── Provided records

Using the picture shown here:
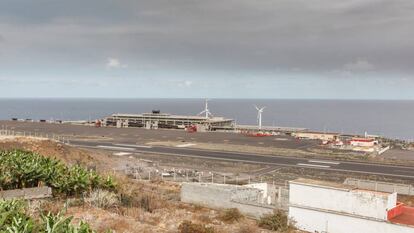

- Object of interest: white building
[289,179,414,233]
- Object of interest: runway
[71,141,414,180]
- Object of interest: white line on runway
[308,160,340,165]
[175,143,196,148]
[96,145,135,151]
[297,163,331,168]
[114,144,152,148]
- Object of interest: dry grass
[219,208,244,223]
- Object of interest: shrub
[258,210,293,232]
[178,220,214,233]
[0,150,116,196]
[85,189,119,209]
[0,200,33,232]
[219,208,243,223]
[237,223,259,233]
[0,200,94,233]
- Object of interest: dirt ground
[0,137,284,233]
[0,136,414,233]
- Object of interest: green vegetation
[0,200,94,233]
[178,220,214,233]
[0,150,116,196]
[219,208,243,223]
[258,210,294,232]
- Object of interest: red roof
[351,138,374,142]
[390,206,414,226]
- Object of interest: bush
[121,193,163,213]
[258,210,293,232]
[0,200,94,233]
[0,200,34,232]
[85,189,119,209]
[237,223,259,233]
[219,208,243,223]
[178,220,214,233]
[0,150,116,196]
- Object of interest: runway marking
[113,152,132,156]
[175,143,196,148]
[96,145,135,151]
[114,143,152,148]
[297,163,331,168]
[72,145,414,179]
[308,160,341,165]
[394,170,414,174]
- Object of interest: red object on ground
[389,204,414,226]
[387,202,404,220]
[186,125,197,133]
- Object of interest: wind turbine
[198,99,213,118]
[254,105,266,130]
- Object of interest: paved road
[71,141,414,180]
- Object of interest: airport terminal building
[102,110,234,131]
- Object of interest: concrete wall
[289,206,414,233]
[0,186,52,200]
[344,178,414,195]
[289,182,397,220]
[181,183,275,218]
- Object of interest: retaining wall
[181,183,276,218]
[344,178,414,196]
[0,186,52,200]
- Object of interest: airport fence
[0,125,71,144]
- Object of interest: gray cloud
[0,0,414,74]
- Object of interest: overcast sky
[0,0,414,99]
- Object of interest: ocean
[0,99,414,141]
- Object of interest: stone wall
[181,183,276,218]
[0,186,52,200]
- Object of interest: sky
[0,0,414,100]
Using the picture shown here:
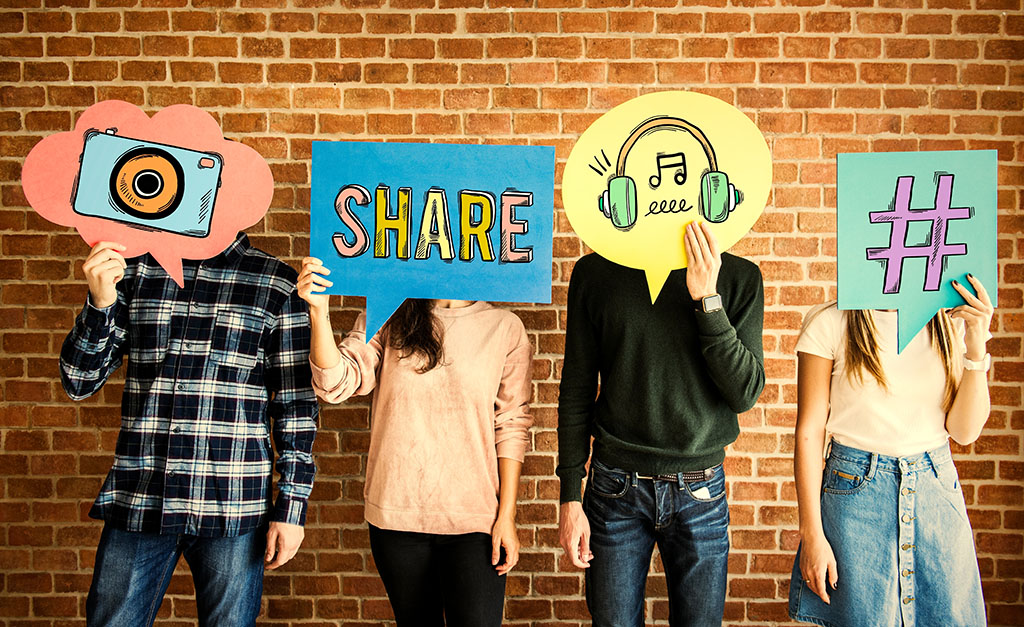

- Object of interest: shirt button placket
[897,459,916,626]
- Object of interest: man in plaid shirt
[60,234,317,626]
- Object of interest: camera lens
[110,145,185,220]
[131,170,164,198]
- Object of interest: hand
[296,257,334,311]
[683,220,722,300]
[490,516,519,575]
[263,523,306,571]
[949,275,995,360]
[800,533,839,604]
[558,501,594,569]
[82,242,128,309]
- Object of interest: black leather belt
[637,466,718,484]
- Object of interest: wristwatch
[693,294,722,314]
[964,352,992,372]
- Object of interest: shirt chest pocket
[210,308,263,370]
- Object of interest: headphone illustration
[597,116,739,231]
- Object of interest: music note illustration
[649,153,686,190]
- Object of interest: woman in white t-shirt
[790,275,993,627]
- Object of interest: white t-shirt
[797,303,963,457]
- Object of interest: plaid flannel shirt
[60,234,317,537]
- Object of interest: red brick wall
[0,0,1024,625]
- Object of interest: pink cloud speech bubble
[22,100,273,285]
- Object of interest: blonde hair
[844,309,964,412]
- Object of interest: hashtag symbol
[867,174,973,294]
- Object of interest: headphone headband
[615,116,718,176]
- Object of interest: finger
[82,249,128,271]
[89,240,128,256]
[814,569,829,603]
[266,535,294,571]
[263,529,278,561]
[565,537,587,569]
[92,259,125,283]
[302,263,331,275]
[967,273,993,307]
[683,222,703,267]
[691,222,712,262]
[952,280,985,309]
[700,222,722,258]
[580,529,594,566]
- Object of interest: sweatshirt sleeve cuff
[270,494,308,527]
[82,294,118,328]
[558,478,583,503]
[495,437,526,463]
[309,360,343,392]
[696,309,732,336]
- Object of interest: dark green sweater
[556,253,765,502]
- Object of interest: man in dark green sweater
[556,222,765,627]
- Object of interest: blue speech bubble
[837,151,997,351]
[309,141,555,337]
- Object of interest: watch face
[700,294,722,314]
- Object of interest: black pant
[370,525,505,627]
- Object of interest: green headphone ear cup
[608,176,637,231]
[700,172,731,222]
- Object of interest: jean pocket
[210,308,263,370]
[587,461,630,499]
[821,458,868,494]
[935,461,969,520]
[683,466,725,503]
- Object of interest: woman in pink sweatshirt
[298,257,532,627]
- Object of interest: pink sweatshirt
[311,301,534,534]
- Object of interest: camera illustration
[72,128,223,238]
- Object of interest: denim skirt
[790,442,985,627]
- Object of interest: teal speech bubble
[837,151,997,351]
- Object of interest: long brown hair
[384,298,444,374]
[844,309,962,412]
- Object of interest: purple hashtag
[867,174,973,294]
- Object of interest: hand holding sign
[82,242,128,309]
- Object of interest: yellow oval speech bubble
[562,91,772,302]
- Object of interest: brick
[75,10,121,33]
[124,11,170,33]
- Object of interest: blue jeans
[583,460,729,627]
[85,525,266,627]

────

Given problem >>
Reproduce every line of the data above word for word, but omit the pictures.

Correct result >>
Using the picture shown here:

- Object of interest: white building
[289,179,414,233]
- Object of interest: runway
[71,141,414,180]
- Object of interest: white line on runway
[308,160,340,165]
[175,143,196,148]
[96,145,135,151]
[297,163,331,168]
[114,144,152,148]
- Object of interest: dry grass
[219,208,244,223]
- Object of interest: shrub
[258,210,293,232]
[178,220,214,233]
[0,150,116,196]
[85,189,119,209]
[0,200,33,232]
[219,208,243,223]
[237,223,259,233]
[0,200,94,233]
- Object of interest: dirt ground
[0,137,284,233]
[0,136,414,233]
- Object of interest: green vegetation
[0,200,94,233]
[178,220,214,233]
[0,150,116,196]
[219,208,243,223]
[258,210,294,232]
- Object of interest: red roof
[351,138,374,142]
[390,206,414,226]
- Object of interest: bush
[121,193,163,213]
[258,210,293,232]
[0,200,94,233]
[0,200,34,232]
[85,189,119,209]
[237,223,259,233]
[219,208,243,223]
[178,220,214,233]
[0,150,116,196]
- Object of interest: runway marking
[113,152,132,156]
[175,143,196,148]
[96,145,135,151]
[114,143,152,148]
[297,163,331,168]
[72,145,414,179]
[308,160,341,165]
[394,170,414,174]
- Object of interest: red object on ground
[389,204,414,226]
[387,202,404,220]
[186,125,197,133]
- Object of interest: wind turbine
[198,99,213,118]
[254,105,266,130]
- Object of interest: paved road
[71,141,414,180]
- Object of interest: airport terminal building
[102,110,234,131]
- Object of interest: concrete wall
[289,206,414,233]
[0,186,52,200]
[344,178,414,195]
[289,182,397,220]
[181,183,275,218]
- Object of interest: retaining wall
[181,183,276,218]
[344,178,414,196]
[0,186,52,200]
- Object of interest: airport fence
[0,125,71,144]
- Object of interest: gray cloud
[0,0,414,74]
- Object of interest: overcast sky
[0,0,414,99]
- Object of interest: ocean
[0,99,414,141]
- Object of interest: stone wall
[181,183,276,218]
[0,186,52,200]
- Object of interest: sky
[0,0,414,100]
Using the picture shown here:

- Object of interest: shirt button placket
[897,459,916,626]
- Object of interest: man in plaid shirt
[60,234,317,626]
- Object of interest: camera lens
[110,145,185,220]
[131,170,164,198]
- Object of interest: hand
[296,257,334,311]
[683,220,722,300]
[490,516,519,575]
[263,523,306,571]
[949,275,995,360]
[800,533,839,604]
[558,501,594,569]
[82,242,128,309]
- Object of interest: black leather belt
[637,466,718,484]
- Object of interest: wristwatch
[693,294,722,314]
[964,352,992,372]
- Object of interest: shirt chest pocket
[210,308,263,370]
- Object of interest: headphone illustration
[597,116,739,231]
- Object of interest: music note illustration
[649,153,686,190]
- Object of interest: woman in white t-shirt
[790,275,993,627]
- Object of interest: white t-shirt
[797,303,963,457]
- Object of interest: plaid flannel shirt
[60,234,317,537]
- Object of interest: red brick wall
[0,0,1024,625]
- Object of interest: pink cloud speech bubble
[22,100,273,285]
- Object of interest: blonde hair
[844,309,964,412]
- Object of interest: hashtag symbol
[867,174,973,294]
- Object of interest: headphone headband
[615,116,718,176]
- Object of interest: finger
[82,249,128,271]
[89,240,128,256]
[814,569,829,603]
[266,535,294,571]
[263,529,278,561]
[565,537,587,569]
[92,259,125,283]
[302,263,331,275]
[967,273,993,307]
[683,222,703,267]
[691,222,712,262]
[952,280,985,309]
[700,222,722,258]
[580,529,594,566]
- Object of interest: sweatshirt sleeve cuff
[270,494,308,527]
[82,294,118,328]
[558,478,583,503]
[495,437,526,463]
[309,360,343,392]
[696,309,732,336]
- Object of interest: dark green sweater
[556,253,765,502]
- Object of interest: man in dark green sweater
[556,222,765,627]
- Object of interest: blue speech bubble
[837,151,997,351]
[309,141,555,337]
- Object of interest: watch face
[700,294,722,314]
- Object of interest: black pant
[370,525,505,627]
- Object of interest: green headphone ear cup
[608,176,637,231]
[700,172,731,222]
- Object of interest: jean pocket
[210,308,263,370]
[587,461,630,499]
[821,458,868,494]
[935,461,969,520]
[683,466,725,503]
- Object of interest: woman in pink sweatshirt
[298,257,532,627]
- Object of interest: pink sweatshirt
[311,301,534,534]
- Object of interest: camera illustration
[72,128,223,238]
- Object of interest: denim skirt
[790,442,985,627]
- Object of interest: teal speech bubble
[837,151,997,351]
- Object of interest: long brown hair
[384,298,444,374]
[844,309,962,412]
- Object of interest: purple hashtag
[867,174,973,294]
- Object of interest: hand holding sign
[82,242,128,309]
- Object of interest: yellow oval speech bubble
[562,91,772,302]
- Object of interest: brick
[75,10,121,33]
[124,11,170,33]
- Object of interest: blue jeans
[583,460,729,627]
[85,525,266,627]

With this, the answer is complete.